-- begin --

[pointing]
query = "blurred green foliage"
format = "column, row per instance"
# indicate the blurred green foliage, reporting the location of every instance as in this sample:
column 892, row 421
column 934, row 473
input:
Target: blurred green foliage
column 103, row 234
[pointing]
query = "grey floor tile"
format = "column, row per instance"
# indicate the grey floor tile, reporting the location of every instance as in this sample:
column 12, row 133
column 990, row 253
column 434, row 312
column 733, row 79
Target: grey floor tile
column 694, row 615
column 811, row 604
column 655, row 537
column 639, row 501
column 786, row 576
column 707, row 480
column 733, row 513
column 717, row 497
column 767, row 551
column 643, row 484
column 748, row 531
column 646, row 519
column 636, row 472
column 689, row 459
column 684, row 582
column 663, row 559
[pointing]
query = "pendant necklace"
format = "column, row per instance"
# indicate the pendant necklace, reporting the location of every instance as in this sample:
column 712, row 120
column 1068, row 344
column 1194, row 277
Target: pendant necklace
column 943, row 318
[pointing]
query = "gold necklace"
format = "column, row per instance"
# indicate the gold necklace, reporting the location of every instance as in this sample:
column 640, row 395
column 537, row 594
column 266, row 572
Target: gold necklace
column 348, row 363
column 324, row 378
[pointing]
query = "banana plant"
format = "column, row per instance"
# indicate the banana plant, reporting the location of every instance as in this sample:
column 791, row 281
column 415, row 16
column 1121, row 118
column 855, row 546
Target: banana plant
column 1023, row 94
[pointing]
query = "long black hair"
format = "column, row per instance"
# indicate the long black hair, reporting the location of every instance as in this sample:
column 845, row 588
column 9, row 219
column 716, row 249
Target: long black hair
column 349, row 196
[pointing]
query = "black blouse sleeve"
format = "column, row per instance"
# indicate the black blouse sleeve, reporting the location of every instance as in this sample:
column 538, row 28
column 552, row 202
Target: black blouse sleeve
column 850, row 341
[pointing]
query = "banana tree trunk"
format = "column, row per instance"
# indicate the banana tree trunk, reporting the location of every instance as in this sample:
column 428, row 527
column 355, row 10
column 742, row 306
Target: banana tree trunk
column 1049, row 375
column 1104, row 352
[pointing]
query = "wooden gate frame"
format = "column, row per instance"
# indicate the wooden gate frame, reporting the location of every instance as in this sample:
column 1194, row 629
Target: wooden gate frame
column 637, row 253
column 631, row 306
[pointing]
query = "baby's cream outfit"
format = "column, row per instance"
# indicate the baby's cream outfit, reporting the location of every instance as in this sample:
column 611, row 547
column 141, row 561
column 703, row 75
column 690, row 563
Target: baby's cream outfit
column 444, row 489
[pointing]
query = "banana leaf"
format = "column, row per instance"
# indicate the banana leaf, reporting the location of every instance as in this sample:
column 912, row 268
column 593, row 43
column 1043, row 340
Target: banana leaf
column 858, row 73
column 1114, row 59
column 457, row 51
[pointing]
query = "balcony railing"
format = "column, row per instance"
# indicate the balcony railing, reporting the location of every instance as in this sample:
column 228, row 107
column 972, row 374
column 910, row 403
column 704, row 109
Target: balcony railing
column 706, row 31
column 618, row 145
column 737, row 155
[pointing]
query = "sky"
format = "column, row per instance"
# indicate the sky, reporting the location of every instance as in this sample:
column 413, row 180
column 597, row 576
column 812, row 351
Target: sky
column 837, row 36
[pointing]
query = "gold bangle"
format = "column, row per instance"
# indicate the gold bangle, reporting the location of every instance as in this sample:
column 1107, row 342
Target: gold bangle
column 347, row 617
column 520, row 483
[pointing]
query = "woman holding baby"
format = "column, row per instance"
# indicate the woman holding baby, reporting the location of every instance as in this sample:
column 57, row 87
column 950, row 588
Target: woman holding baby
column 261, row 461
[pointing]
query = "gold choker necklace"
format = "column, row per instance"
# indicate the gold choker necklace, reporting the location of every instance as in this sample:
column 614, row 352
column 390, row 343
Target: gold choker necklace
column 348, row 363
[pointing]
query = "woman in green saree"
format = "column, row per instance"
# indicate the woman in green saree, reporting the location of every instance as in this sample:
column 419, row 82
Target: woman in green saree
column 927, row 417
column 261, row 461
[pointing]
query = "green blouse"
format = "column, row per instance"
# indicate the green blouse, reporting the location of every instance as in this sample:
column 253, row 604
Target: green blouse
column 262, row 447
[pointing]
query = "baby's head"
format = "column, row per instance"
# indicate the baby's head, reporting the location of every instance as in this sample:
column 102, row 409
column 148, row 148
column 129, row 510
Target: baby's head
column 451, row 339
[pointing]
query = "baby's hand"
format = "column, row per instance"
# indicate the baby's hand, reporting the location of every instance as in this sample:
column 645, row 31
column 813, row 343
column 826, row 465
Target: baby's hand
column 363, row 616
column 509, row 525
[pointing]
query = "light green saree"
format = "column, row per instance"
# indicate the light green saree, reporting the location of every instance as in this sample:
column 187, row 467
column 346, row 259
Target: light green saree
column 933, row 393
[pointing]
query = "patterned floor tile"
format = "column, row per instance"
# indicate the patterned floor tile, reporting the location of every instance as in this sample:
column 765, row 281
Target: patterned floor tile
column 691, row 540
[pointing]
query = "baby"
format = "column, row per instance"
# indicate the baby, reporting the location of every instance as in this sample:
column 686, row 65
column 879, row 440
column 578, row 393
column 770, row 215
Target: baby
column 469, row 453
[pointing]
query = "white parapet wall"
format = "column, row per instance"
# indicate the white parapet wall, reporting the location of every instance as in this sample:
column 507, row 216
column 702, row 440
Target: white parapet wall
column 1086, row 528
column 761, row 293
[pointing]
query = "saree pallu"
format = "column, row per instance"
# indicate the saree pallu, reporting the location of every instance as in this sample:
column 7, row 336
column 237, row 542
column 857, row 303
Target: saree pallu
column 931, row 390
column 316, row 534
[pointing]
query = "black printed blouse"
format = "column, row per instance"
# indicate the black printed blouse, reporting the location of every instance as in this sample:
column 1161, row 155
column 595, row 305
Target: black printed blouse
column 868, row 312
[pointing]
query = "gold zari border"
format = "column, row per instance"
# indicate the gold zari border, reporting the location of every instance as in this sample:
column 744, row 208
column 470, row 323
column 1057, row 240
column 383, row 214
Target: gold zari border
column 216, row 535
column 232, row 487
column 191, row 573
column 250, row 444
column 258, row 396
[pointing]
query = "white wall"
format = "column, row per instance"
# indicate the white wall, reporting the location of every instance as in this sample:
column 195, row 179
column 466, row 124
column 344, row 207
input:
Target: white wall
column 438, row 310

-- end --

*Do this*:
Please lay out all of the data above as a JSON list of strings, one string per line, leaving out any blank lines.

*The reply*:
[
  "[pointing]",
  "query = \"blurred green foliage\"",
  "format = \"column, row per instance\"",
  "# indicate the blurred green foliage, reporting the location of every instance as in this sample:",
  "column 892, row 421",
  "column 934, row 473",
  "input:",
  "Target: blurred green foliage",
  "column 103, row 234",
  "[pointing]",
  "query = \"grey floor tile\"",
  "format = \"column, row per instance\"",
  "# indicate the grey floor tile, reporting the location of every instance as in this sample:",
  "column 12, row 133",
  "column 990, row 253",
  "column 434, row 312",
  "column 733, row 79",
  "Target: grey floor tile",
  "column 694, row 615",
  "column 811, row 604",
  "column 655, row 537",
  "column 639, row 501",
  "column 786, row 576",
  "column 707, row 480",
  "column 733, row 513",
  "column 717, row 497",
  "column 767, row 551",
  "column 643, row 484",
  "column 748, row 531",
  "column 646, row 519",
  "column 636, row 472",
  "column 689, row 459",
  "column 684, row 582",
  "column 663, row 559",
  "[pointing]",
  "query = \"pendant necklace\"",
  "format = \"column, row per instance\"",
  "# indicate the pendant necklace, reporting the location of every instance as in this sample:",
  "column 712, row 120",
  "column 1068, row 344",
  "column 1194, row 277",
  "Target: pendant necklace",
  "column 943, row 318",
  "[pointing]",
  "query = \"gold necklace\"",
  "format = \"column, row per instance\"",
  "# indicate the gold necklace, reporting the location of every instance as in this sample:",
  "column 640, row 395",
  "column 537, row 594",
  "column 266, row 572",
  "Target: gold necklace",
  "column 348, row 363",
  "column 324, row 378",
  "[pointing]",
  "query = \"banana plant\"",
  "format = \"column, row per instance\"",
  "# indicate the banana plant, reporting the location of every instance as in this sample:",
  "column 791, row 281",
  "column 415, row 16",
  "column 1121, row 118",
  "column 855, row 546",
  "Target: banana plant",
  "column 1023, row 94",
  "[pointing]",
  "query = \"long black hair\"",
  "format = \"column, row per instance\"",
  "# indicate the long black hair, reporting the location of every instance as in this sample:",
  "column 845, row 588",
  "column 9, row 219",
  "column 716, row 249",
  "Target: long black hair",
  "column 349, row 196",
  "[pointing]",
  "query = \"black blouse sleeve\"",
  "format = \"column, row per instance\"",
  "# indicate the black blouse sleeve, reporting the location of every instance as in this sample:",
  "column 538, row 28",
  "column 552, row 202",
  "Target: black blouse sleeve",
  "column 850, row 341",
  "[pointing]",
  "query = \"banana tree trunk\"",
  "format = \"column, row per instance\"",
  "# indicate the banana tree trunk, reporting the location of every instance as in this sample:",
  "column 428, row 527",
  "column 355, row 10",
  "column 742, row 306",
  "Target: banana tree trunk",
  "column 1049, row 375",
  "column 1104, row 352",
  "[pointing]",
  "query = \"wooden gate frame\"",
  "format = \"column, row per instance\"",
  "# indicate the wooden gate frame, reporting the location of every instance as in this sample:",
  "column 1194, row 629",
  "Target: wooden gate frame",
  "column 637, row 253",
  "column 631, row 306",
  "[pointing]",
  "query = \"baby's cream outfit\"",
  "format = \"column, row per instance\"",
  "# indicate the baby's cream outfit, reporting the location of every instance as in this sample:",
  "column 611, row 547",
  "column 141, row 561",
  "column 703, row 75",
  "column 690, row 563",
  "Target: baby's cream outfit",
  "column 444, row 489",
  "[pointing]",
  "query = \"banana leaf\"",
  "format = \"column, row per instance\"",
  "# indicate the banana leaf, reporting the location of every instance as in this sample:",
  "column 912, row 268",
  "column 593, row 43",
  "column 1043, row 340",
  "Target: banana leaf",
  "column 858, row 73",
  "column 1114, row 59",
  "column 457, row 51",
  "[pointing]",
  "query = \"balcony railing\"",
  "format = \"column, row per instance\"",
  "# indicate the balcony railing, reporting the location of every instance as in this sample:",
  "column 228, row 107",
  "column 972, row 374",
  "column 910, row 403",
  "column 704, row 109",
  "Target: balcony railing",
  "column 706, row 31",
  "column 618, row 145",
  "column 737, row 155",
  "[pointing]",
  "query = \"sky\"",
  "format = \"column, row per instance\"",
  "# indicate the sky, reporting the location of every instance as in this sample:",
  "column 413, row 180",
  "column 597, row 576",
  "column 812, row 351",
  "Target: sky",
  "column 837, row 36",
  "[pointing]",
  "query = \"gold bangle\"",
  "format = \"column, row per instance\"",
  "# indicate the gold bangle, reporting the location of every instance as in this sample:",
  "column 1107, row 342",
  "Target: gold bangle",
  "column 347, row 617",
  "column 520, row 483",
  "[pointing]",
  "query = \"woman holding baby\"",
  "format = \"column, row per instance\"",
  "# indicate the woman holding baby, reporting the location of every instance as in this sample:",
  "column 57, row 87",
  "column 950, row 588",
  "Target: woman holding baby",
  "column 261, row 461",
  "[pointing]",
  "query = \"gold choker necklace\"",
  "format = \"column, row per instance\"",
  "# indicate the gold choker necklace, reporting the location of every instance as in this sample:",
  "column 614, row 352",
  "column 390, row 343",
  "Target: gold choker necklace",
  "column 348, row 363",
  "[pointing]",
  "query = \"woman in green saree\"",
  "format = \"column, row per instance\"",
  "# indicate the woman in green saree, reporting the location of every instance as in this sample:",
  "column 419, row 82",
  "Target: woman in green saree",
  "column 927, row 417",
  "column 261, row 461",
  "[pointing]",
  "query = \"green blouse\"",
  "format = \"column, row per instance\"",
  "# indicate the green blouse, reporting the location of every instance as in this sample:",
  "column 253, row 604",
  "Target: green blouse",
  "column 262, row 447",
  "[pointing]",
  "query = \"baby's head\"",
  "format = \"column, row per instance\"",
  "# indicate the baby's head, reporting the location of every instance as in this sample:",
  "column 102, row 409",
  "column 148, row 148",
  "column 129, row 510",
  "Target: baby's head",
  "column 451, row 339",
  "[pointing]",
  "query = \"baby's hand\"",
  "format = \"column, row per instance\"",
  "# indicate the baby's hand, reporting the location of every instance as in this sample:",
  "column 645, row 31",
  "column 813, row 343",
  "column 826, row 465",
  "Target: baby's hand",
  "column 363, row 616",
  "column 509, row 525",
  "[pointing]",
  "query = \"light green saree\"",
  "format = \"column, row per instance\"",
  "# indicate the light green saree, reporting the location of every instance as in this sample:",
  "column 187, row 467",
  "column 346, row 259",
  "Target: light green saree",
  "column 933, row 393",
  "[pointing]",
  "query = \"patterned floor tile\"",
  "format = \"column, row per instance\"",
  "# indicate the patterned floor tile, reporting the location of every instance as in this sample:",
  "column 765, row 281",
  "Target: patterned floor tile",
  "column 691, row 540",
  "[pointing]",
  "query = \"baby\"",
  "format = \"column, row per instance\"",
  "# indicate the baby, reporting the location of every instance as in this sample:",
  "column 686, row 65",
  "column 879, row 440",
  "column 578, row 393",
  "column 770, row 215",
  "Target: baby",
  "column 469, row 453",
  "[pointing]",
  "query = \"white parapet wall\"",
  "format = \"column, row per instance\"",
  "# indicate the white parapet wall, reporting the location of every instance as in this sample:",
  "column 507, row 216",
  "column 702, row 440",
  "Target: white parapet wall",
  "column 1086, row 528",
  "column 761, row 293",
  "[pointing]",
  "query = \"saree pallu\"",
  "format = \"column, row per instance\"",
  "# indicate the saree pallu, reporting the location of every instance as in this sample:",
  "column 7, row 336",
  "column 237, row 542",
  "column 857, row 303",
  "Target: saree pallu",
  "column 931, row 390",
  "column 316, row 534",
  "[pointing]",
  "query = \"black printed blouse\"",
  "format = \"column, row per instance\"",
  "# indicate the black printed blouse, reporting the location of every instance as in this sample:",
  "column 1161, row 155",
  "column 595, row 305",
  "Target: black printed blouse",
  "column 868, row 312",
  "[pointing]",
  "query = \"gold zari border\"",
  "format = \"column, row per instance\"",
  "# indicate the gold zari border, reporting the location of every instance as in this sample:",
  "column 744, row 208",
  "column 470, row 323",
  "column 1057, row 240",
  "column 383, row 214",
  "Target: gold zari border",
  "column 216, row 535",
  "column 232, row 487",
  "column 191, row 573",
  "column 250, row 444",
  "column 258, row 396",
  "[pointing]",
  "query = \"white wall\"",
  "format = \"column, row per instance\"",
  "# indicate the white wall, reporting the location of every instance as in this sample:",
  "column 195, row 179",
  "column 466, row 124",
  "column 344, row 207",
  "input:",
  "Target: white wall",
  "column 438, row 310"
]